### PAGE TEXT
+++

T is for Sunda Tiger
Tiger fossils in China show that tigers could have been around for 2 million years!
Sunda tigers the smallest of five tiger subspecies were once found across several parts of the Sunda islands in Indonesia but today all remaining Sunda tigers are found only in Sumatra.
There are estimated to be fewer than 400 left in the wild.
Sumatran tigers have the narrowest black stripes of any tiger subspecies. This is because they are ambush predators in the Indonesian jungle and need to blend in amongst the thick vegetation.
They have a more bearded and maned appearance than other subspecies.
They have five different types of whiskers to pick up on vibrations their prey makes when moving through the jungle.
Unlike most of their cousins, tigers love swimming and will frequently cool off by having a dip in nearby rivers.
A tiger’s roar is so loud that is can be heard from two miles away!
A group of tigers is known as an ‘ambush’ or a ‘streak’.

+++

### DATASET EXTRACT
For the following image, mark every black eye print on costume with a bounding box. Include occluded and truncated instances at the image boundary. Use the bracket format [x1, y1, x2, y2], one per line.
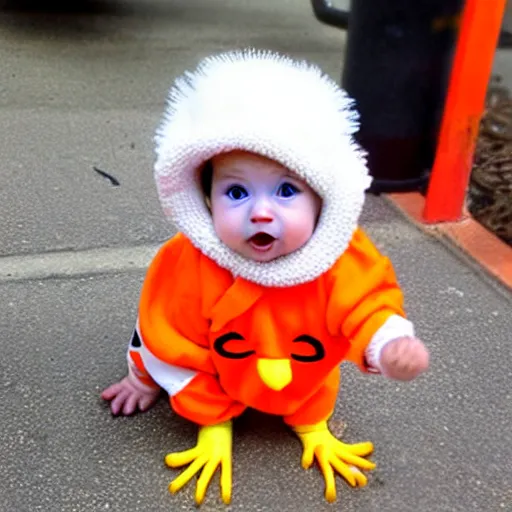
[292, 334, 325, 363]
[130, 329, 142, 348]
[213, 332, 255, 359]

+++

### WHAT TO PRODUCE
Answer these from the Sunda tiger text.
(a) Where are all the remaining Sunda tigers found today?
(b) How many different types of whiskers do Sumatran tigers have?
(c) What two names are given for a group of tigers?

### YOUR RESPONSE
(a) Only in Sumatra.
(b) Five.
(c) An "ambush" or a "streak."